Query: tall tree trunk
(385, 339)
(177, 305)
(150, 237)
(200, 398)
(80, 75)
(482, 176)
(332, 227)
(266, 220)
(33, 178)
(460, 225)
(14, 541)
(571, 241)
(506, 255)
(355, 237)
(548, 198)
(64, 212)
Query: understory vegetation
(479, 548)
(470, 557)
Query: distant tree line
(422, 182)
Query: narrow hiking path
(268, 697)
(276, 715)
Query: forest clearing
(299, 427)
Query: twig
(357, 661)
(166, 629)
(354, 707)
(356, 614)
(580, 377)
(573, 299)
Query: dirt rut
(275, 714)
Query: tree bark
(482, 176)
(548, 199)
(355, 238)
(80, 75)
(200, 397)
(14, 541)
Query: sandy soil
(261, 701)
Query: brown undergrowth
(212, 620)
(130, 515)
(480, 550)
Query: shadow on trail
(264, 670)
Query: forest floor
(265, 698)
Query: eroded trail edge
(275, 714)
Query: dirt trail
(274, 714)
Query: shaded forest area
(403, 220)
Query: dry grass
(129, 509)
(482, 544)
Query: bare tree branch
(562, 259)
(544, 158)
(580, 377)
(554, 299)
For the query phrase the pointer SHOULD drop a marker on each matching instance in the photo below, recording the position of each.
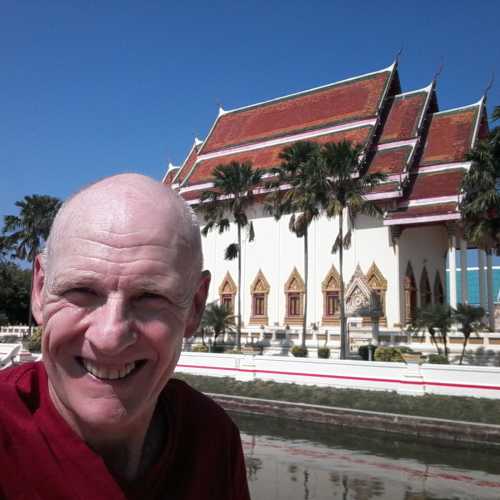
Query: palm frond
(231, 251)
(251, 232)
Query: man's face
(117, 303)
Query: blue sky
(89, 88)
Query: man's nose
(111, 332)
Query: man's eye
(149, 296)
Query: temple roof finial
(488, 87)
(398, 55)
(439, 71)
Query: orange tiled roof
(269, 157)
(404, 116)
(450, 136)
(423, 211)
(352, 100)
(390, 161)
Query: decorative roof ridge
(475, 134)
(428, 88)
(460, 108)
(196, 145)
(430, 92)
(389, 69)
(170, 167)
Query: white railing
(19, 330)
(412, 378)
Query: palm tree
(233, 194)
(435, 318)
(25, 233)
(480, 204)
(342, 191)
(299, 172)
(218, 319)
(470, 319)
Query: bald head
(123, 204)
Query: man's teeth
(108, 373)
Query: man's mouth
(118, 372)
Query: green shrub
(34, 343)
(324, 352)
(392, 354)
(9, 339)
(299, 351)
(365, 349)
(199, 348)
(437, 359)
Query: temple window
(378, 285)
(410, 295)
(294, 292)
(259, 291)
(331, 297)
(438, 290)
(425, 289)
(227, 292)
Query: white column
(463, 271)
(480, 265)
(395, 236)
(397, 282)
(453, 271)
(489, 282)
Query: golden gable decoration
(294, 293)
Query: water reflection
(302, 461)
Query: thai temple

————

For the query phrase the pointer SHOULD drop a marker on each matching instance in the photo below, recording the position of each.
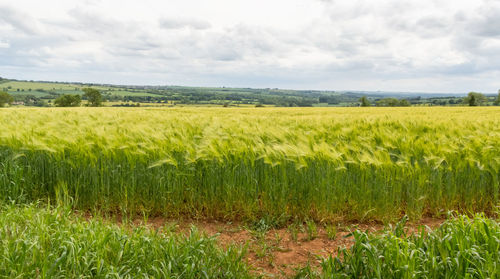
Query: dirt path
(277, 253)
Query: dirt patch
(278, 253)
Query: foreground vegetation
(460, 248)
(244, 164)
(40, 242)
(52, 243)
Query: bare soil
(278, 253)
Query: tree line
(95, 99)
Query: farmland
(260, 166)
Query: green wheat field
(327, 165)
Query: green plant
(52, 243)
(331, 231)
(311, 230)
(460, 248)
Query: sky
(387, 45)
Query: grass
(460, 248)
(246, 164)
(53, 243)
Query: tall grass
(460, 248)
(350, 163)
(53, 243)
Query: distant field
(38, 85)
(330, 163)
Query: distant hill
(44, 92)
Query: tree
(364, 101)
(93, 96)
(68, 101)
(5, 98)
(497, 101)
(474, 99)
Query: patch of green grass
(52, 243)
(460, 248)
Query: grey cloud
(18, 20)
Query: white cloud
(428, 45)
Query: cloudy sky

————

Would you print, exactly as written, every line above from the one holding "Query: farmland" through the one holding "Query: cloudy sky", with both included and no other lines?

_Task result_
Query: farmland
(260, 166)
Query: green wheat field
(327, 165)
Query: green plant
(52, 243)
(331, 231)
(311, 230)
(460, 248)
Query: sky
(387, 45)
Query: grass
(460, 248)
(246, 164)
(53, 243)
Query: tall grass
(460, 248)
(350, 163)
(53, 243)
Query: distant field
(38, 85)
(330, 163)
Query: distant hill
(44, 92)
Query: tree
(364, 101)
(93, 96)
(68, 101)
(5, 98)
(497, 101)
(474, 99)
Query: patch of green grass
(52, 243)
(460, 248)
Query: grey cloud
(18, 20)
Query: white cloud
(428, 45)
Query: cloudy sky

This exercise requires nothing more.